* [Exercise instructions] Print out the full material below, exact in every line, with no images included.

* [Extracted information]
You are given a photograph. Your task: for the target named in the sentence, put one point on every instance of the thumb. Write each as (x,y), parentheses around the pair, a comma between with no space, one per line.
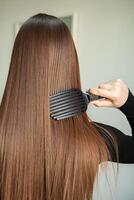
(102,103)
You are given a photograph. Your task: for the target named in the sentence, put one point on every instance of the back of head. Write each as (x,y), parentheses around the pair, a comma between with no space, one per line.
(40,158)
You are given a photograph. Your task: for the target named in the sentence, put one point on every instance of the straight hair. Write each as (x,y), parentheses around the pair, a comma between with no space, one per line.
(41,158)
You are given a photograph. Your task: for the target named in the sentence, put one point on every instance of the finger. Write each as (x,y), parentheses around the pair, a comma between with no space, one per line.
(102,103)
(101,92)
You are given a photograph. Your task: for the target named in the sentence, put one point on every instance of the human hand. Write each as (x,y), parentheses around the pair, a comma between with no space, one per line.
(115,93)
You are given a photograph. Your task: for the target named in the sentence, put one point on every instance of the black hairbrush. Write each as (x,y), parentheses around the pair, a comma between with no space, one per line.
(69,103)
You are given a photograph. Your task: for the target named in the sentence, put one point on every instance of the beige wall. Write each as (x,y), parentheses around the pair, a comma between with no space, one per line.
(105,47)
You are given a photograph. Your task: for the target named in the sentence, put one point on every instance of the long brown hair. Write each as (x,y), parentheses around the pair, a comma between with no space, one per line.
(41,158)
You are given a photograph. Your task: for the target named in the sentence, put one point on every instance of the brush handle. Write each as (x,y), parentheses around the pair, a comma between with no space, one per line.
(92,97)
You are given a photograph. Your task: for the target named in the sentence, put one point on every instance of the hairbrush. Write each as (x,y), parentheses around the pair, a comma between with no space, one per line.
(70,102)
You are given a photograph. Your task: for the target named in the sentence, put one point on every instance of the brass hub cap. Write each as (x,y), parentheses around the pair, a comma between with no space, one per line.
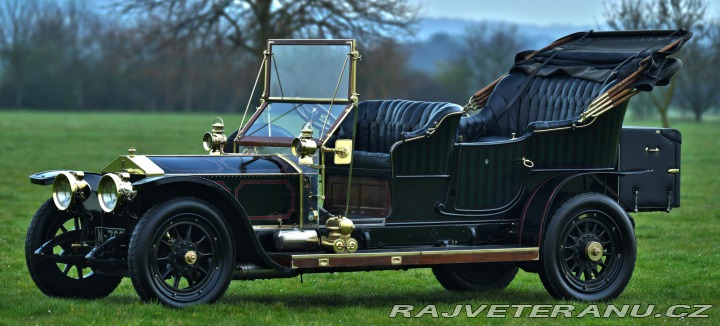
(190,258)
(593,251)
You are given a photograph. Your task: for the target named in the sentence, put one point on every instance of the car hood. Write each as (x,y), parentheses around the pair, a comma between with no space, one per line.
(203,164)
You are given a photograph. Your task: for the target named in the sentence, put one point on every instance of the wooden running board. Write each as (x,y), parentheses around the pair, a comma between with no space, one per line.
(389,258)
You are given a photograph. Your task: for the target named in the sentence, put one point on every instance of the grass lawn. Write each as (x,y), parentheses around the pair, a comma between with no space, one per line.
(678,256)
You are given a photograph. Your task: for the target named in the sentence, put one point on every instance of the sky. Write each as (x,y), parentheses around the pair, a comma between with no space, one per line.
(539,12)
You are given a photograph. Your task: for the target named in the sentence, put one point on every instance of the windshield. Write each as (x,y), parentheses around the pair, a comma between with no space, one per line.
(286,119)
(310,71)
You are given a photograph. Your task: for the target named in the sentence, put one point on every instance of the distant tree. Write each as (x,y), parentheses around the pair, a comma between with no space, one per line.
(658,14)
(699,79)
(489,52)
(17,18)
(248,24)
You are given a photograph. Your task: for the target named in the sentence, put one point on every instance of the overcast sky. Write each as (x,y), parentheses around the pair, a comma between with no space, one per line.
(574,12)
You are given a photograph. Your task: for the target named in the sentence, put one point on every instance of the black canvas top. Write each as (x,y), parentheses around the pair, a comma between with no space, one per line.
(607,56)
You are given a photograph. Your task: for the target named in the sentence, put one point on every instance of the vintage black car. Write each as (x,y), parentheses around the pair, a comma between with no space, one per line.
(535,172)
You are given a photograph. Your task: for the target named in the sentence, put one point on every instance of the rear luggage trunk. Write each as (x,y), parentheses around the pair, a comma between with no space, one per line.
(656,149)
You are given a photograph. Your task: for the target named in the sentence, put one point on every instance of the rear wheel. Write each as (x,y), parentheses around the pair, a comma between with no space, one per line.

* [Response to this task]
You are given a photograph. Your task: for the target named in the sentence, put one point on every instance of the thumb. Write each as (x,y), parentheses around the pair, a comma between with no space, one per line.
(102,103)
You are given a photograph. Your task: for the target named in the sentence, put one point on every instance of the back of head. Write each as (x,y), parentheses around the pair, a comma between with no space, one per line.
(40,158)
You are given a photograph. Your task: for the target named in the sentence, put one point on every instance of the straight hair. Write each as (x,y), parentheses around the pair, a comma between with no space, one per line.
(41,158)
You are given a photograph. Your task: for the target named in the sentence, put one point on every instance of the finger. Write each as (x,y), parentheses around the pair, a comma between with no space, one per line.
(102,103)
(101,92)
You are given a photograph. Your task: for the target named in the sentence, put one point on every instance of the human hand. Write each as (x,y), parentheses around the pair, a comma between with no space, one per line.
(115,93)
You are given a photograph. Your task: for the target named in the sentence, put one point on every instance of the black hairbrush. Write each as (x,y), parentheses around the pair, a comma between with no space, one per line.
(69,103)
You are given a photograph. Your task: for the target named in the sentence, put one point on every instance of the beige wall. Write each as (x,y), parentheses around the pair, a comma between with no space, one per line.
(105,47)
You are given a photograph. Your task: for the target named in the sentence, put one point on every instance of the long brown hair. Write each as (x,y), parentheses around the pair, a comma between with no space, one per line.
(41,158)
You are given a photograph. Your task: for the target named in the sentence, put one point on every instance of the brush handle. Write each as (x,y), parentheses around the pair, a comma between with no space, one per line.
(92,97)
You are given a photograph. Your task: for the target named in the sentence, put one point on every instance of the hairbrush. Write each as (x,y), parentheses around the pair, a comma between with no space, one per line.
(70,102)
You are given a photograph. Your task: for the target named in the sentence, put one point on every instance of the brass hub cap. Write each as (x,y), parentheses around the pair, a comma between with no space, one per line.
(190,258)
(593,251)
You are given a photograph. Your task: for the target named in the sentence, put one point on every instance of the car hood. Write each as (x,y), parentheses around the pair, a comma between with no space, one per line.
(203,164)
You are given a photograph. Your task: for the target named in the sentence, put one point on every instance of the wooden running board. Write each as (x,y), parentheses around the pair, a comma between with no space, one per line.
(389,258)
You are given a photograph. Your task: for the target named in the sentence, put one point on every instance of the grass lawn. Write each as (x,y), parentheses around the pair, a comma between with no space, one per line.
(678,256)
You are given a photograph. Your task: for the target named in the sentence, put one point on every instance of the sky. Write each as (x,y), parentheses around the pair, a comma between with no space, one per line.
(539,12)
You are given a photograph. Your task: for the target named in the sentence, put one point on every instance of the windshield. Write each as (x,y), parentheses around the pair, a comma between with no space, one per line.
(286,119)
(310,71)
You are given a photograph. Your task: for the target named in the sentence, put one point on every instance of the distant tree. Write each as (x,y), parentheses around the pair, a comma between with no space, one per line.
(658,14)
(699,79)
(489,52)
(17,18)
(248,24)
You are given a photograph. Your task: for the target named in the sentence, put one point on every instance of the overcast sky. Write each as (x,y), parentheses around the pair, a comma between with no space, one per line.
(574,12)
You are given a photograph. Your task: for the target named in the sentence, put one point on every instance of the black canvas top. Write each as (x,y), parentheses around the pair, a comma between with no space, one per line.
(607,56)
You are given a photograph. Your task: for the target named in the sentence, put one point on every instance of the vintage black car. Write each as (x,y), parentheses around the pair, a comma between with no space, one per line.
(535,172)
You are given a photograph. Your task: for the target named in the sentence, put one point on every instance of the rear luggage trunk. Write each as (x,y), parentheses around the pair, a comma between with no space, one per line.
(656,149)
You are given a photograph. Your task: for the target named in the sentence, put one point on every instance of the rear wheel. Write each as (x,y), parentheses around the pair, a comma between with no space, one per line.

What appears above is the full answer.